**AIM OF THE TASK:** Taking the data below line by line, count those that include the word "each" and report the number alone.

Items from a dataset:

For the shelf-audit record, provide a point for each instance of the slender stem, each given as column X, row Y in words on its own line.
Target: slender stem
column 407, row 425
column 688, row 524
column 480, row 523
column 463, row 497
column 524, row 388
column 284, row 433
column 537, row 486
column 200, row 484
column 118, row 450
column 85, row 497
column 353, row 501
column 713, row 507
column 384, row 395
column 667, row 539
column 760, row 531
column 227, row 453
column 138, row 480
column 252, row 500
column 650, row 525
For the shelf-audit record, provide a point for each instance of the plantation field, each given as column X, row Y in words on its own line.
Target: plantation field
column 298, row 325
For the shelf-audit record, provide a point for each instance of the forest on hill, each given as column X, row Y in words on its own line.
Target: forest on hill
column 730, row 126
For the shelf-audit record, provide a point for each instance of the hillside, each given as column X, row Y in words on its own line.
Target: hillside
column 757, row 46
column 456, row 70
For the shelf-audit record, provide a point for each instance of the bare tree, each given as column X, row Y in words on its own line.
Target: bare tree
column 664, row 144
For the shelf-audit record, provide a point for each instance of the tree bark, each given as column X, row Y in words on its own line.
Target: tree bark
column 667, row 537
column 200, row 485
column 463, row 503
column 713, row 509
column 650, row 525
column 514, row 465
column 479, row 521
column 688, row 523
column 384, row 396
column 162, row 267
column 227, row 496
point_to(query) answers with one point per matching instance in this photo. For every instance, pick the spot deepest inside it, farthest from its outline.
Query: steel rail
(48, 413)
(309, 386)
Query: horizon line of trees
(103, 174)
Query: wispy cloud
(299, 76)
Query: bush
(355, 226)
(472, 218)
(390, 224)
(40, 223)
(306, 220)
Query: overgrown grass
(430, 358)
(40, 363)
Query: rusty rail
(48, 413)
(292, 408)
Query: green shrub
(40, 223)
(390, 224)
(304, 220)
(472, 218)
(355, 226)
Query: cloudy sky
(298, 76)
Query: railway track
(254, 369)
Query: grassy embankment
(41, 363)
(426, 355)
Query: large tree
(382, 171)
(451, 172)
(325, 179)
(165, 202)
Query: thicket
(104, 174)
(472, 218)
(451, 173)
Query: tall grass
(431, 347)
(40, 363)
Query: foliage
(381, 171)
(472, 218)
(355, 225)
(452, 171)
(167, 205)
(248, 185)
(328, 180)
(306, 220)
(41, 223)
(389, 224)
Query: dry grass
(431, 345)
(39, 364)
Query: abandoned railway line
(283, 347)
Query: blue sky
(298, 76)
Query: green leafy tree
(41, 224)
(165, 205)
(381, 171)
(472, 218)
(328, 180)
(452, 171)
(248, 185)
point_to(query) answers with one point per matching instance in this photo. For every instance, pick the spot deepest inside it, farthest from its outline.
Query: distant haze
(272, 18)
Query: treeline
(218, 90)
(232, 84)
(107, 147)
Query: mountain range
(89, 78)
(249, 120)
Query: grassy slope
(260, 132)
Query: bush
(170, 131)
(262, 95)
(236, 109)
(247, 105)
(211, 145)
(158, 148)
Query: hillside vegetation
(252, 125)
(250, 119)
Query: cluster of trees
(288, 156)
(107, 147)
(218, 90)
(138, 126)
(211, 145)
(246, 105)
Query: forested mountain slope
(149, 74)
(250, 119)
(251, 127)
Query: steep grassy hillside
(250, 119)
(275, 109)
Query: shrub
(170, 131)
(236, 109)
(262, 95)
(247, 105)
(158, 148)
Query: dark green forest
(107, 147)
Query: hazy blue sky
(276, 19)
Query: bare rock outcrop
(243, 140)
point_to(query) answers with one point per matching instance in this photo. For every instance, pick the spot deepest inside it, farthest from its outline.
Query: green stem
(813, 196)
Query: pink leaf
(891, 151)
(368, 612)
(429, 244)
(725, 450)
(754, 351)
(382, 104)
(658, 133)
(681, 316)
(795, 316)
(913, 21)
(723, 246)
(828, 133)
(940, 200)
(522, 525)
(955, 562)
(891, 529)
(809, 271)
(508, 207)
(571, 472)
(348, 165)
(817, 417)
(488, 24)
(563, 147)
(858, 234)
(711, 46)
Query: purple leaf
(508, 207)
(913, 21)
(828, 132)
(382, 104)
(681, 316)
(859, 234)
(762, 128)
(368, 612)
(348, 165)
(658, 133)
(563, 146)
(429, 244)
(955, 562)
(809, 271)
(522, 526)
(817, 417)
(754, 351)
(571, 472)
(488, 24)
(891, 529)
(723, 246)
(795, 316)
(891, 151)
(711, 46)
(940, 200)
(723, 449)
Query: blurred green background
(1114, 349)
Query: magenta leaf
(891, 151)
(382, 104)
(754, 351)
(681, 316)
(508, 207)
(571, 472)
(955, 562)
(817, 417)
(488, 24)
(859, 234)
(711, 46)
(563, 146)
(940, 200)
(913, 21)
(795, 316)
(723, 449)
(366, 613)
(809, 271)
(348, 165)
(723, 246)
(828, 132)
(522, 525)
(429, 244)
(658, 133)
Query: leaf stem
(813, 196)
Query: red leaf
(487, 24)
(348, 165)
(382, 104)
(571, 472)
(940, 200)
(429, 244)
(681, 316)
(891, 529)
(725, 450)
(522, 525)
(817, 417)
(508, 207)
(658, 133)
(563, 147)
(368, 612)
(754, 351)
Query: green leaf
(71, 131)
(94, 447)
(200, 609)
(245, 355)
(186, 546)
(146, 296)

**RESPONSE TO THIS EXERCISE:** 6